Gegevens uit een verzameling
⁂

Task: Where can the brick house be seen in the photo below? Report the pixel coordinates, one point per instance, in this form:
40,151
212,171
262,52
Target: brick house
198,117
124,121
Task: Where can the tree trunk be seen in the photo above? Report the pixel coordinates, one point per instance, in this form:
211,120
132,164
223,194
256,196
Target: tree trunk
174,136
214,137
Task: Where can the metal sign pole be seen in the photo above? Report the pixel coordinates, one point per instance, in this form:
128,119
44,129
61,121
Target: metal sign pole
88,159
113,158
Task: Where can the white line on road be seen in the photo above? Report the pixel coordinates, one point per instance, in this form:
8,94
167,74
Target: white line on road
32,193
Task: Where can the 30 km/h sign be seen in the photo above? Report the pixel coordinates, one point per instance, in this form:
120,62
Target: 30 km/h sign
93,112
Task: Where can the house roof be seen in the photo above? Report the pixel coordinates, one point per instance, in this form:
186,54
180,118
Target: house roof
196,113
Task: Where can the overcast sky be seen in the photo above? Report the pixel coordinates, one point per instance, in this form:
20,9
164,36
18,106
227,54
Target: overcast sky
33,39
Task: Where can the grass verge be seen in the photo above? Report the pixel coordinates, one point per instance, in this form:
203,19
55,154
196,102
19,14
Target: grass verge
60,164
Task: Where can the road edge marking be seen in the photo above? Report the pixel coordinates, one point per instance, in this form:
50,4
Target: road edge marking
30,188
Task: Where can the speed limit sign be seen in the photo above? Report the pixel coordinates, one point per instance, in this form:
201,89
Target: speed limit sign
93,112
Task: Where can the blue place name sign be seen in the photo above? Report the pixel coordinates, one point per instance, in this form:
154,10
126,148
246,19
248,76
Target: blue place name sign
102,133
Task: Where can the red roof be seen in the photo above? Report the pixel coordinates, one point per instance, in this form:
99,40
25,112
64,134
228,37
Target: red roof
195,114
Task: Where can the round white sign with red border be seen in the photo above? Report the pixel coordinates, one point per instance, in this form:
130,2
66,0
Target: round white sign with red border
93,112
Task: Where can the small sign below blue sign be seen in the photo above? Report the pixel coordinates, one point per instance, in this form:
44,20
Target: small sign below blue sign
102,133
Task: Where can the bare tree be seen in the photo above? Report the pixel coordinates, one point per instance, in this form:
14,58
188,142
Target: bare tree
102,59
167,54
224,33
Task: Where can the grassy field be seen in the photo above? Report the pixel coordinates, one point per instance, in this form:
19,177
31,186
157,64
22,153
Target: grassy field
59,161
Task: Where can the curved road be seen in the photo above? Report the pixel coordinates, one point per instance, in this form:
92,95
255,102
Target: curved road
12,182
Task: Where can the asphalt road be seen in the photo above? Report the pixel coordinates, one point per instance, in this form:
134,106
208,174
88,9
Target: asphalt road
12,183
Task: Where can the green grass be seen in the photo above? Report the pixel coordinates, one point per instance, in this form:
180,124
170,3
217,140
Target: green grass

⁂

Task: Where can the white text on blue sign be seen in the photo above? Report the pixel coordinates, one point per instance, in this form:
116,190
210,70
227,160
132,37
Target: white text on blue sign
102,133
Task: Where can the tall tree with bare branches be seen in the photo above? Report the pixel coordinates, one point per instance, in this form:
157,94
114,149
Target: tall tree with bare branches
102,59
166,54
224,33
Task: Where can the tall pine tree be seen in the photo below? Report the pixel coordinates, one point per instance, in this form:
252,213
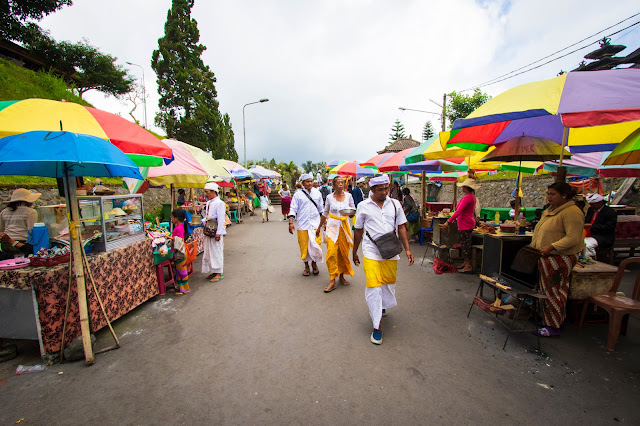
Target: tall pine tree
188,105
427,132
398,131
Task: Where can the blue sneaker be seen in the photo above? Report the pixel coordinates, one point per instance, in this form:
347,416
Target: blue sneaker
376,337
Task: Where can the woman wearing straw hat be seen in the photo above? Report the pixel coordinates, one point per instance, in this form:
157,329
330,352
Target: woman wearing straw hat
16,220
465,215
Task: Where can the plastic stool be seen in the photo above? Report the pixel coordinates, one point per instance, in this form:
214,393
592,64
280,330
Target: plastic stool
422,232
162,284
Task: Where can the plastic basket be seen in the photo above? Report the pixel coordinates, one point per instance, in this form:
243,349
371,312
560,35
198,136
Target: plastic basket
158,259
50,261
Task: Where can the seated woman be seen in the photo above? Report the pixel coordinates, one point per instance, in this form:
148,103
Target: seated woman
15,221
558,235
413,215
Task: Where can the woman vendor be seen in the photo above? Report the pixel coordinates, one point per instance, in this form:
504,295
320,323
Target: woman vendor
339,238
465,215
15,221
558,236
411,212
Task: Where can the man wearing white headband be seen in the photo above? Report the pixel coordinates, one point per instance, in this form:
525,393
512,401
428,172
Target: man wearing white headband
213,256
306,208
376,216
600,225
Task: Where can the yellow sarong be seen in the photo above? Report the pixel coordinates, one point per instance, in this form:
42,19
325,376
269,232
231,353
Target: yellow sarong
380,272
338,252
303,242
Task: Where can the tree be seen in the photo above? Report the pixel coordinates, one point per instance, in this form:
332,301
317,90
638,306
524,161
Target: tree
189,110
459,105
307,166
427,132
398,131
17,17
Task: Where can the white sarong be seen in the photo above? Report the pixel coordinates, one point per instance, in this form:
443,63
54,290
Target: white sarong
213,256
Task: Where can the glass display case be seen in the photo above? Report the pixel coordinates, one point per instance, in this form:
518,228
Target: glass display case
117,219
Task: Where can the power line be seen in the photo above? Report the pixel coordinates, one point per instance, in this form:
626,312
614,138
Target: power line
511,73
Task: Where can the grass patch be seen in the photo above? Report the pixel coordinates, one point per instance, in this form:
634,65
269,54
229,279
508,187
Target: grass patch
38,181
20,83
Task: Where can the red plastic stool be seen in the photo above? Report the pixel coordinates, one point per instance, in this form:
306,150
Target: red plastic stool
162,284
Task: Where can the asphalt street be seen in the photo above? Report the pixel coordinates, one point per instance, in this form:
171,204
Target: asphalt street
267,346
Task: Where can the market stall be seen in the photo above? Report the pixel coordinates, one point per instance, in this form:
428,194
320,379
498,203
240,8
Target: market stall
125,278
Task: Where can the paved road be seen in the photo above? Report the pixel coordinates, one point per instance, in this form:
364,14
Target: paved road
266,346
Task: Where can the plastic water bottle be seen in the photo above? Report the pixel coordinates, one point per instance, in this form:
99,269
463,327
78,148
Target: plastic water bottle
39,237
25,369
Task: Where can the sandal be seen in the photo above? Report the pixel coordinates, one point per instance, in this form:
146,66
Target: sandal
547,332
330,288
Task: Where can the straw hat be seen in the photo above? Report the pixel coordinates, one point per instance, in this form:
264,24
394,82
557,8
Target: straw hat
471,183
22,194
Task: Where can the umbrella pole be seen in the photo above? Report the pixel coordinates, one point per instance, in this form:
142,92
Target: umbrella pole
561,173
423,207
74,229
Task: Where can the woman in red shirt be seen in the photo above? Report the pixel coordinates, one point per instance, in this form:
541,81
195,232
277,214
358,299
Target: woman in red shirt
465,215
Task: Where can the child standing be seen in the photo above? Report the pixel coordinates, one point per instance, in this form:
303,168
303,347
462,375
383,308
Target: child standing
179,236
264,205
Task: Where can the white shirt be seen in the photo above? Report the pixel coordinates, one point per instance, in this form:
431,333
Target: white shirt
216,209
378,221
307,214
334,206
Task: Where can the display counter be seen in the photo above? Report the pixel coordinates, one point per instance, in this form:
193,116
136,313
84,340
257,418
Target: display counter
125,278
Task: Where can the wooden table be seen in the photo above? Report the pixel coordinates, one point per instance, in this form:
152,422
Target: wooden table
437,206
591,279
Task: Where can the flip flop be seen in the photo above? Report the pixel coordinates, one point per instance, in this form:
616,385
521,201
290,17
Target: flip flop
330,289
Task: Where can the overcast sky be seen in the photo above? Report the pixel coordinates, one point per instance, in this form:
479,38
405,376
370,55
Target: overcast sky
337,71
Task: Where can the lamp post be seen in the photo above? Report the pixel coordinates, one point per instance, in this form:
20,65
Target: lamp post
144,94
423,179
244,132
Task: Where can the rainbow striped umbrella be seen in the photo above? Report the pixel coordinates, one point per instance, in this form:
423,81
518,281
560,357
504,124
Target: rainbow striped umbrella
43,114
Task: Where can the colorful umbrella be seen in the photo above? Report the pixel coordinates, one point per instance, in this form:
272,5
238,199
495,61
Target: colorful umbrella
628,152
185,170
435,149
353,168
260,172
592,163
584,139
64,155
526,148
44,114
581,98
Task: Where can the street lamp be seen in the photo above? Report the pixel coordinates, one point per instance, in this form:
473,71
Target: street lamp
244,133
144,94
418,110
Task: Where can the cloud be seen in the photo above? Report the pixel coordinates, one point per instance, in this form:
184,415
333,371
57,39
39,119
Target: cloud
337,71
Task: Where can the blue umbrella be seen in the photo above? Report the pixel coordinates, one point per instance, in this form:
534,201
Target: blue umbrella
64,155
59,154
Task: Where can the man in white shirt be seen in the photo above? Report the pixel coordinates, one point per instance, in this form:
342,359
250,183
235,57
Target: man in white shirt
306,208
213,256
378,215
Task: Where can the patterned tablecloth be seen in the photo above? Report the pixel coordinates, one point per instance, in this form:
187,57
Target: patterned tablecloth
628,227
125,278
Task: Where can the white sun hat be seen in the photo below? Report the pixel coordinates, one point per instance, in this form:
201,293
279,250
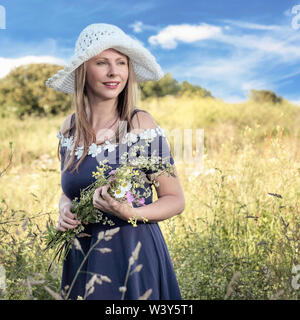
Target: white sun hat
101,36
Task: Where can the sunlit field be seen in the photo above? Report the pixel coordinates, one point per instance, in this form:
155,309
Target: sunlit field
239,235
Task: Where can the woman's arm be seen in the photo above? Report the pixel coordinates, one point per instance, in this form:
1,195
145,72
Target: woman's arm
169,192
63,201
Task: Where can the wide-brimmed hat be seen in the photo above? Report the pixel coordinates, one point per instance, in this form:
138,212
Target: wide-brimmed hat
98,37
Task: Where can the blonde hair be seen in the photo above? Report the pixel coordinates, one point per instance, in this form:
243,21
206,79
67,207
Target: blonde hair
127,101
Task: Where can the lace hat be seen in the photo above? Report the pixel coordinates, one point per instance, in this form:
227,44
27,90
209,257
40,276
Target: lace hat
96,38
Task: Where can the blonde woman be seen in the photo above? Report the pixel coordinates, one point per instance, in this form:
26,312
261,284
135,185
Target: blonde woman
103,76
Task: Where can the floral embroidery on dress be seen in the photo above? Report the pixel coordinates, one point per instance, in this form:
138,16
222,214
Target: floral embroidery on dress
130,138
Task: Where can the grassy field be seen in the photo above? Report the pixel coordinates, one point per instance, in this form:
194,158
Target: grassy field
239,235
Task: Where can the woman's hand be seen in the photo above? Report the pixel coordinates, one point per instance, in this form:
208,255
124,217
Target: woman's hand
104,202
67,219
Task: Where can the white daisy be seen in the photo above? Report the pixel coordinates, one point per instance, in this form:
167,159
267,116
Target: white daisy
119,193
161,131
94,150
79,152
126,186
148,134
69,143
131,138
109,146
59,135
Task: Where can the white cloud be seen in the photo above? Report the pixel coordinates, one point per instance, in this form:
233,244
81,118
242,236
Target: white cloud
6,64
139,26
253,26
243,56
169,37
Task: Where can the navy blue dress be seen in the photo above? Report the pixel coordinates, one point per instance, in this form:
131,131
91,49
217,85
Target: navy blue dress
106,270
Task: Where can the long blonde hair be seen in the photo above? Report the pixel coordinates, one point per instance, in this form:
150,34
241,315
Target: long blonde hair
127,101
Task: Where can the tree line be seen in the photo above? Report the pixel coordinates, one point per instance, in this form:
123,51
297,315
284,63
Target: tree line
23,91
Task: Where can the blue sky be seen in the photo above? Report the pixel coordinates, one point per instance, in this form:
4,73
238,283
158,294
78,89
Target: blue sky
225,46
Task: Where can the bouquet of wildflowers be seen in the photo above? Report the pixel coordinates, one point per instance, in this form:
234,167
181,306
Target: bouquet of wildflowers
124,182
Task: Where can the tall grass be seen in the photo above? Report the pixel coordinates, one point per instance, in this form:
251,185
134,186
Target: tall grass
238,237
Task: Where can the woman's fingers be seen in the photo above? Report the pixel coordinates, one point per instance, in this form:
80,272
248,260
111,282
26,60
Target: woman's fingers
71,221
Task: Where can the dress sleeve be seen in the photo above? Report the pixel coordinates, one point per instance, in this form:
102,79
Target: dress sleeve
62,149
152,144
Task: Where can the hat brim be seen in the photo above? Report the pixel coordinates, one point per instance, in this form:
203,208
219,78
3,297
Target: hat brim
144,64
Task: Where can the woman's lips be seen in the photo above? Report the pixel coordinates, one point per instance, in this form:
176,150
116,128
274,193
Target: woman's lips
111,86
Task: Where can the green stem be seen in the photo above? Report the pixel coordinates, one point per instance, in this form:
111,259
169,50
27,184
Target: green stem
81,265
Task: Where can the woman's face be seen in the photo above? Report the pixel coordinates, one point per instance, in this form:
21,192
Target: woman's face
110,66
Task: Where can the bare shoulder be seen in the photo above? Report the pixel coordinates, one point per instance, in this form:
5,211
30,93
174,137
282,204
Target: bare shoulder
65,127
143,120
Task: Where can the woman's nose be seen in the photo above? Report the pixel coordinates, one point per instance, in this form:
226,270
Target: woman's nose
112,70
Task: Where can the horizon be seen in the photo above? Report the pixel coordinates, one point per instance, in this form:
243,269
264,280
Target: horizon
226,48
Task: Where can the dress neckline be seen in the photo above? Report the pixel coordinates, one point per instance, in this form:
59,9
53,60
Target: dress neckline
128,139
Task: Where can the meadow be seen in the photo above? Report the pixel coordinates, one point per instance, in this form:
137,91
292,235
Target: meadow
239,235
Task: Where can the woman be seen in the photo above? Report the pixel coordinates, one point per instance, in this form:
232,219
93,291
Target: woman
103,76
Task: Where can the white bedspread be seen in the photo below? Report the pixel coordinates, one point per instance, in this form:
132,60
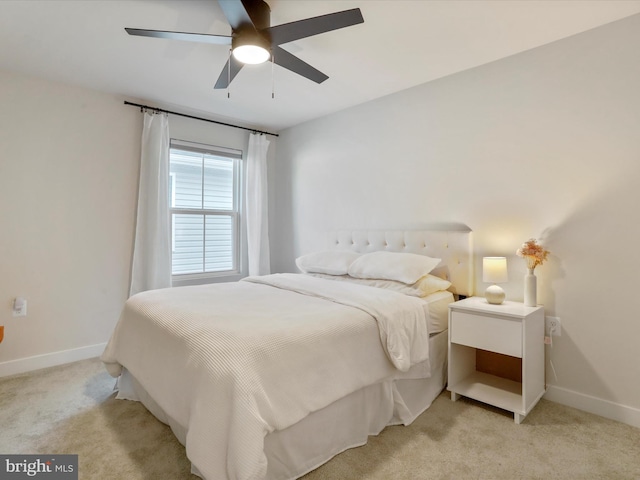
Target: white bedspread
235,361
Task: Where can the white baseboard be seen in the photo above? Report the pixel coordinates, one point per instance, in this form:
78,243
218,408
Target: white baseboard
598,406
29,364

⁂

▶ [Doel]: Geef alsjeblieft aan hoeveel regels van het materiaal het woord "small" bevatten, en noem alleen het getal. Hoofdletters en kleine letters gelden als verschillend.

▶ [Antwoord op opdracht]: 2